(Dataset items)

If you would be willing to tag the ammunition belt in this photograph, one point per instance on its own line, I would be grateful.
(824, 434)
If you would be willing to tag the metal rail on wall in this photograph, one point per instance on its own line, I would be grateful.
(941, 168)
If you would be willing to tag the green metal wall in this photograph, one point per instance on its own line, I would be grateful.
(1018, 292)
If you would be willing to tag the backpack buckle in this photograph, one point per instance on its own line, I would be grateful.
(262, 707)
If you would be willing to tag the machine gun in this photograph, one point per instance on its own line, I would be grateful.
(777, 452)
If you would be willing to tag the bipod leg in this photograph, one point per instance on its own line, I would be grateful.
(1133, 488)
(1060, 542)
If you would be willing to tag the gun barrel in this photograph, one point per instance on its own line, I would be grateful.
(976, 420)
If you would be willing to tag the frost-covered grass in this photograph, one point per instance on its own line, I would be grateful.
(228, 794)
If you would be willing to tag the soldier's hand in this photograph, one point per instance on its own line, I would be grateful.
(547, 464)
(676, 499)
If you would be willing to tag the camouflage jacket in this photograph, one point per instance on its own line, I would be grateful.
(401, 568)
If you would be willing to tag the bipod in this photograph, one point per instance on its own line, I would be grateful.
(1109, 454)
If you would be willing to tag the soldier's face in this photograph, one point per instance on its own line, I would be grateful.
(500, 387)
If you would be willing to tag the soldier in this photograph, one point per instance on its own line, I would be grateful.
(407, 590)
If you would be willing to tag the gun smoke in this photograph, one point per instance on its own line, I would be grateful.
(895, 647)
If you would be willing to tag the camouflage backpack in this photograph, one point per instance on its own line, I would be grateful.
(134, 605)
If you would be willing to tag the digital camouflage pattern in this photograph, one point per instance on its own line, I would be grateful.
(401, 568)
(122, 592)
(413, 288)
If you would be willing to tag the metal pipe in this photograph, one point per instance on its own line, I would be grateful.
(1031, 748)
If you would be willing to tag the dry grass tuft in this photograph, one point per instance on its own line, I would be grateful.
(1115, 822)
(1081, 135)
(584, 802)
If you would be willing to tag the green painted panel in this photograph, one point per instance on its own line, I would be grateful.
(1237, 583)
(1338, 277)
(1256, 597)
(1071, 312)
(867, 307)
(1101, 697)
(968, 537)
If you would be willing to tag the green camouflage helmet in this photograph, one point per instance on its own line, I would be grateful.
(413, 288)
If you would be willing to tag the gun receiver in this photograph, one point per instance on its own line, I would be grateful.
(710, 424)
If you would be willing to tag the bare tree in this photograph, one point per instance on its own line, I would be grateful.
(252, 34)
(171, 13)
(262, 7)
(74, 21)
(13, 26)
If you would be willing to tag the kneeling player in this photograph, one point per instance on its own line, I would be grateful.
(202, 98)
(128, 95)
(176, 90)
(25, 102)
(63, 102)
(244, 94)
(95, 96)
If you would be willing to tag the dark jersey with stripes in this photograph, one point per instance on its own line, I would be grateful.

• [Work required]
Carry over every line from the one containing "If you would be willing to tag the metal pipe" through the end of the items, adding 99 to each coordinate in the answers and leaving all other text unchanged.

• [Output of the exercise]
If you would be willing to tag the metal pipe in this photograph, one point per instance on its own line, I would be grateful.
(1130, 847)
If you would be willing to tag the dry grass tuft in this photograph, one point per instance on its own line, I would be grateful.
(1214, 921)
(1180, 234)
(683, 901)
If you would be willing to tag the green painted panel in this photograph, one point per instance on its own line, I would be grateful.
(1336, 682)
(1437, 376)
(1355, 696)
(1170, 411)
(966, 406)
(1200, 796)
(1067, 636)
If you would be willing to tag the green camouflage helmet in this photograph, one point per instance on its own line, I would be grateful.
(512, 387)
If you would be willing to tag the gun receiver in this photograph, one point per instance on its own line, I would be grateful.
(809, 523)
If you would be willing to tag the bare tree in this photograph, one point per instance on its own line, I would be grateful.
(351, 133)
(270, 112)
(361, 106)
(173, 120)
(112, 125)
If you would be willing to tag the kneeling player in this photograph, one point per instance on its own line, I would be grateful.
(301, 197)
(227, 194)
(275, 189)
(124, 201)
(162, 201)
(343, 193)
(194, 195)
If you would be willing to tag the dark jersey with stripes in this photograph, one point per instance on its own line, I would be grateful.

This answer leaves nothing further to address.